# Set exercise
Rewrite the data below with every "thickest part" replaced by "widest part" and nothing else changed. Leave the pictures out of your answer.
-- BEGIN --
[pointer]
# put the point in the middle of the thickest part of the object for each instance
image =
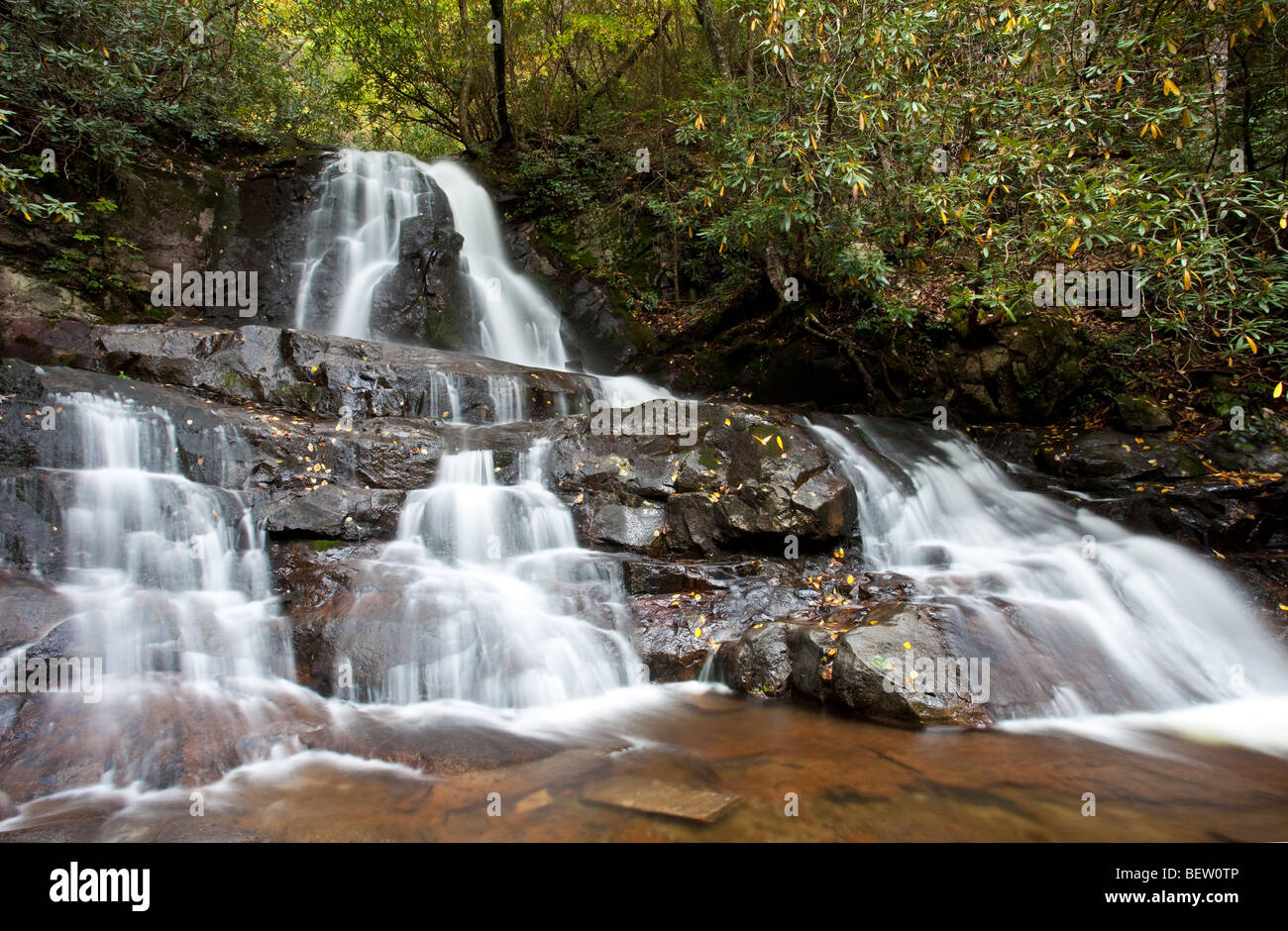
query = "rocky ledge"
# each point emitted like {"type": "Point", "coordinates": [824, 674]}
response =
{"type": "Point", "coordinates": [732, 541]}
-- END --
# Response
[pointer]
# put the point in the middle of the widest part of the object for each instance
image =
query = "rocky ledge"
# each point emitted like {"type": "Point", "coordinates": [824, 674]}
response =
{"type": "Point", "coordinates": [732, 541]}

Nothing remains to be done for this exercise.